## [TASK TO CARRY OUT]
Look for the line containing "Target: rocky outcrop" in the listing below. Retype that line and every subsequent line through the last one, and only those.

## [INPUT FOR THIS TASK]

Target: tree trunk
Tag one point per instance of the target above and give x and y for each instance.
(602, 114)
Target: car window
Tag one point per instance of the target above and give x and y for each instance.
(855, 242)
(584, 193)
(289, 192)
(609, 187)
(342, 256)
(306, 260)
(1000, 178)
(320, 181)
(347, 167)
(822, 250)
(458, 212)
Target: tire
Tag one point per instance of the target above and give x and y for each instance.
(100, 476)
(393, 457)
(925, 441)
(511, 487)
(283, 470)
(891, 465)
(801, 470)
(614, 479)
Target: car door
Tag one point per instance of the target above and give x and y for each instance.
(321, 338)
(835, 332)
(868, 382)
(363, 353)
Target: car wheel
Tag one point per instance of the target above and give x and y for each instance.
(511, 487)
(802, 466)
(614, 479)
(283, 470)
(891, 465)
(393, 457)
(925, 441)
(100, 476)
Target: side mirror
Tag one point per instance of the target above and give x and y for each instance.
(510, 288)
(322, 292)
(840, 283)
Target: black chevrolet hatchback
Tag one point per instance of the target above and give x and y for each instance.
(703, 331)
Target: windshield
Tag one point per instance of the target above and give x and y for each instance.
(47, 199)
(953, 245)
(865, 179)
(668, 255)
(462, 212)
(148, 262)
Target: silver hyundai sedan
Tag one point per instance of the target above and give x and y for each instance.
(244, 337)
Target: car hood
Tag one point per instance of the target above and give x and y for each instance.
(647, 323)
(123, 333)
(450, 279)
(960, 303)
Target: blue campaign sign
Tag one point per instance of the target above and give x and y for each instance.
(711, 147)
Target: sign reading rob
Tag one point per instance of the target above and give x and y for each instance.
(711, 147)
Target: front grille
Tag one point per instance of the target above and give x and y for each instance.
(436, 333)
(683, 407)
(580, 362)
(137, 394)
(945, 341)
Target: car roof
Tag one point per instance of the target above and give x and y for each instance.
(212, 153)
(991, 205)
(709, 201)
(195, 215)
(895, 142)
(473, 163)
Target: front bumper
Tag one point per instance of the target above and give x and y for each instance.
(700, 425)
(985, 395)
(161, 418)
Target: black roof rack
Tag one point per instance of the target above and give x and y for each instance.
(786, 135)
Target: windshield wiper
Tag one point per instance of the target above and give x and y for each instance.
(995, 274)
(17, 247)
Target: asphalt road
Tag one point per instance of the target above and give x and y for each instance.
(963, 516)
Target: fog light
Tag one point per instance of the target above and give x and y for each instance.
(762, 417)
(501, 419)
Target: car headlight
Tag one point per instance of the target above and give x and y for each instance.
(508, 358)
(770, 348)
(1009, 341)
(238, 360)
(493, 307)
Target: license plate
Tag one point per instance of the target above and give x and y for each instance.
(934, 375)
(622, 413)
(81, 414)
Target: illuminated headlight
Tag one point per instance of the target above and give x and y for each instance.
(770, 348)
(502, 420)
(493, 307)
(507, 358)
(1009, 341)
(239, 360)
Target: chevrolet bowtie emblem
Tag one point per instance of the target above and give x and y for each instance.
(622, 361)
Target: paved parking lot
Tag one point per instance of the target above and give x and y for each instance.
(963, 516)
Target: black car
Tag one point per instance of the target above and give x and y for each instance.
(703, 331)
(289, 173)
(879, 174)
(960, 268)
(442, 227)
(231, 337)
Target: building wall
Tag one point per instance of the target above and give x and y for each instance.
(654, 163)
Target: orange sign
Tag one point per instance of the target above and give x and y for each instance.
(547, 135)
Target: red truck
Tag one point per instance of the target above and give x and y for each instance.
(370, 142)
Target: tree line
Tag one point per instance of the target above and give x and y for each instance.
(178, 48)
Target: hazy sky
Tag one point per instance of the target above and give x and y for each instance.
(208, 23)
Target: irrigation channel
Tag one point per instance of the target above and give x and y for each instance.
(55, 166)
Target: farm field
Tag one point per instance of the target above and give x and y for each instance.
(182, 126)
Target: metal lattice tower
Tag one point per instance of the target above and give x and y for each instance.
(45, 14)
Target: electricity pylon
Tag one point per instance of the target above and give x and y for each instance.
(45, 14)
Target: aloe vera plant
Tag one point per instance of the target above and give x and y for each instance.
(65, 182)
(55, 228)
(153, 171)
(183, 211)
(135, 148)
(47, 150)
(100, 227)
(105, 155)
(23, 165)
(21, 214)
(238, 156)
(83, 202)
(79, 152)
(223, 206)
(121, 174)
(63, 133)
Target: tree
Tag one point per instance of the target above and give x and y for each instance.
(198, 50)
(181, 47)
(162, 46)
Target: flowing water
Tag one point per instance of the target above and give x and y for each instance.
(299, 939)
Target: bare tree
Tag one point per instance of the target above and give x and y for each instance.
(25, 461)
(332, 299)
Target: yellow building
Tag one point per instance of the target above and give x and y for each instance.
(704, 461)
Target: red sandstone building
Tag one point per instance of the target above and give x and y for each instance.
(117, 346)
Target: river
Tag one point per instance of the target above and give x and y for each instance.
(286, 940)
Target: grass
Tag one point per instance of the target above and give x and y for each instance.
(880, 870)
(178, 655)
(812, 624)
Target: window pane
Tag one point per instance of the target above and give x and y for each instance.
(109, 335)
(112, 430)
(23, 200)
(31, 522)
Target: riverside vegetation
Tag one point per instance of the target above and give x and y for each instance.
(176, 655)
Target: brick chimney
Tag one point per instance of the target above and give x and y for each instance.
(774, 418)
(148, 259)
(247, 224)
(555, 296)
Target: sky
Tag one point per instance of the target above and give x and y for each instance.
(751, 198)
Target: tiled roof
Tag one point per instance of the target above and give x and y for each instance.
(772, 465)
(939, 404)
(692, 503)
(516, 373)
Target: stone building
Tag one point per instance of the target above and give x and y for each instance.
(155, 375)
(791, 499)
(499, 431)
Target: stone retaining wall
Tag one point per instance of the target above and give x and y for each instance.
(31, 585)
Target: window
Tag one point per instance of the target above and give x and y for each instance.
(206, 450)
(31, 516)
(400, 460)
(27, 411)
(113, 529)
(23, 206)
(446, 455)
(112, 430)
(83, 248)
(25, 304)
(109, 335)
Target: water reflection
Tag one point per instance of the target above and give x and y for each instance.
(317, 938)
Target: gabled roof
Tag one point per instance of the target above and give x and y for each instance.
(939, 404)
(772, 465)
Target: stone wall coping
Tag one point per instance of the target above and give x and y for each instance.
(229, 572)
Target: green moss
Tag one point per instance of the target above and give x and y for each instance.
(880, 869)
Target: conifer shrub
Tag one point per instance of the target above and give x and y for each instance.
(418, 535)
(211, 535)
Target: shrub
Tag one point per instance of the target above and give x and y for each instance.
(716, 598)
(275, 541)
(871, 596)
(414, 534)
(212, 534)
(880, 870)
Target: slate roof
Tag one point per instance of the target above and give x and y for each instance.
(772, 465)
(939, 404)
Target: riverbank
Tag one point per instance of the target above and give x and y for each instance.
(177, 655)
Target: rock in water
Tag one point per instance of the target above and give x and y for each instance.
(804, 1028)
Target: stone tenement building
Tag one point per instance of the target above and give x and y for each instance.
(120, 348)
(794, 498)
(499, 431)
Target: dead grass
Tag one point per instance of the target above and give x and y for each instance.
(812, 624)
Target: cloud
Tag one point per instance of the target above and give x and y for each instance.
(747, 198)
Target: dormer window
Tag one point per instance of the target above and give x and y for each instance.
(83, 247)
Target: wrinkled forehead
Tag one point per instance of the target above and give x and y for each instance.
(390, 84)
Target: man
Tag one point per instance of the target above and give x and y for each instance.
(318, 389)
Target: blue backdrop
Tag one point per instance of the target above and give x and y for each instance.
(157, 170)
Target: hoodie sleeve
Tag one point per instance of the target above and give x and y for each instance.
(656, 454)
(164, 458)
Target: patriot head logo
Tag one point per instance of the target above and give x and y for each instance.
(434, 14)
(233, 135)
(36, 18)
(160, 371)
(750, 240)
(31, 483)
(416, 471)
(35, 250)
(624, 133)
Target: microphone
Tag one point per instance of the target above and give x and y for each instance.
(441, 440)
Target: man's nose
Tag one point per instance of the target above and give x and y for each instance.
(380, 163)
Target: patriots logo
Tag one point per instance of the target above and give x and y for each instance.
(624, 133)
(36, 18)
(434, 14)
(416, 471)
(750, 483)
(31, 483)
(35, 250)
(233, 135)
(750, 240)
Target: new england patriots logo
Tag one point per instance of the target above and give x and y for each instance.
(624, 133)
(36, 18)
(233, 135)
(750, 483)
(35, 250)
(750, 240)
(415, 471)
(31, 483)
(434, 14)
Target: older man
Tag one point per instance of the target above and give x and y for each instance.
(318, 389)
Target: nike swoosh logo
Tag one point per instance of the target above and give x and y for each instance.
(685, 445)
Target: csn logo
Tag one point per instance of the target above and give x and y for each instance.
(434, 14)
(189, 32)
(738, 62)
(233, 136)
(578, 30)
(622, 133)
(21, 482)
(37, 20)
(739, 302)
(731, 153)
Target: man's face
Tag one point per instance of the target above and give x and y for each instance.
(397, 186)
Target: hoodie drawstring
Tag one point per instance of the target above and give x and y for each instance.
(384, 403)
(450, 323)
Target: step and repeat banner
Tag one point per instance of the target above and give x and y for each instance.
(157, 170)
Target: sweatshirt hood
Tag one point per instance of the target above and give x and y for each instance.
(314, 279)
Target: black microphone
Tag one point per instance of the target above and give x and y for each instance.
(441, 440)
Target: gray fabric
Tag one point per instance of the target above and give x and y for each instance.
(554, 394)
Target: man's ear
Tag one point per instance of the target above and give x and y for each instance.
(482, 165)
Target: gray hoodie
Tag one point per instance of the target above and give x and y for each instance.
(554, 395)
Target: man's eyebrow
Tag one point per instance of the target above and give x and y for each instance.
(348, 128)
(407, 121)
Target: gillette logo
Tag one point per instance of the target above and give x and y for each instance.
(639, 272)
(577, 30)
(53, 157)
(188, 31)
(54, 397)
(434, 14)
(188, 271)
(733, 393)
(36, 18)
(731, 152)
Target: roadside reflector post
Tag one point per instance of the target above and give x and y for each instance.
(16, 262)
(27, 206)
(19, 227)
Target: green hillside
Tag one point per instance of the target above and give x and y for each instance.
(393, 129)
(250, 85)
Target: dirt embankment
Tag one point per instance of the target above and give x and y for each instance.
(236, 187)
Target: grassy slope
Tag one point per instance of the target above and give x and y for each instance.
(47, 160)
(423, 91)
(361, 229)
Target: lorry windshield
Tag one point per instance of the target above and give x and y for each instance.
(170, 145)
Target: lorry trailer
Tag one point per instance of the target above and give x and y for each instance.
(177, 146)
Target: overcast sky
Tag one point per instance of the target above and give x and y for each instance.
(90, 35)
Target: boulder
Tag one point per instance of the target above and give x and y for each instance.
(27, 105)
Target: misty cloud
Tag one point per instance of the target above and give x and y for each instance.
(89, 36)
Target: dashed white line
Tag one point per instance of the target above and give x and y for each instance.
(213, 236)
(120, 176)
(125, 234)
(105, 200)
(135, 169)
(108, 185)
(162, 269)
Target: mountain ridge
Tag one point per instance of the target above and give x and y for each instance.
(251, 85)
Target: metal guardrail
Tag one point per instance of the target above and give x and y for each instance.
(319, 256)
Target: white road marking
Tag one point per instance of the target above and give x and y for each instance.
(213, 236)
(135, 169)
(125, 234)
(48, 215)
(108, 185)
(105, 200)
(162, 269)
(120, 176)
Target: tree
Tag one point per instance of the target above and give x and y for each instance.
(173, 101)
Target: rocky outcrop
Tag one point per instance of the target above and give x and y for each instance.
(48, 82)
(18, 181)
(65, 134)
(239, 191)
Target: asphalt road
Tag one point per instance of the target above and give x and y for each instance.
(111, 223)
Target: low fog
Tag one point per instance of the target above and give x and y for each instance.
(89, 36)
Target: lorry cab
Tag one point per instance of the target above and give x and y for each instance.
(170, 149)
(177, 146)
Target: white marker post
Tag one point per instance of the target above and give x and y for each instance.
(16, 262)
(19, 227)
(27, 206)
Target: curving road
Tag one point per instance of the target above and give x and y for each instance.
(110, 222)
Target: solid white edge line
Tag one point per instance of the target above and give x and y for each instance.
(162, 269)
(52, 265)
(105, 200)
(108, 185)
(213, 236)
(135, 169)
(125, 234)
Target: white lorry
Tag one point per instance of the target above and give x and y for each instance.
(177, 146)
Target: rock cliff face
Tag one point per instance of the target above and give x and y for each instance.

## [PROBLEM SOLUTION]
Target: rocky outcrop
Tag one point per instance of the target above and give x and y for each instance.
(48, 82)
(18, 181)
(65, 134)
(239, 191)
Target: asphalt road
Tag one point per instance of the target above and give x and y for each instance.
(111, 223)
Target: low fog
Tag one point per instance of the target above and give x and y for each instance.
(89, 36)
Target: lorry cab
Tag one point per instance of the target above and give x and y for each instance.
(170, 149)
(177, 146)
Target: white marker post
Tag one point per instance of the target above and give x and y for each instance.
(16, 262)
(19, 227)
(27, 206)
Target: curving road
Tag one point per instance of the target above and give x and y for each instance.
(110, 222)
Target: solid white edge line
Tag one point per instance of the target above and give x and y for each instance.
(162, 269)
(52, 265)
(105, 200)
(108, 185)
(213, 236)
(135, 169)
(125, 234)
Target: white lorry
Tag one point per instance of the target above and give x and y for each instance.
(177, 146)
Target: rock cliff face
Tag one point per instance of the target above and give x and y for each instance.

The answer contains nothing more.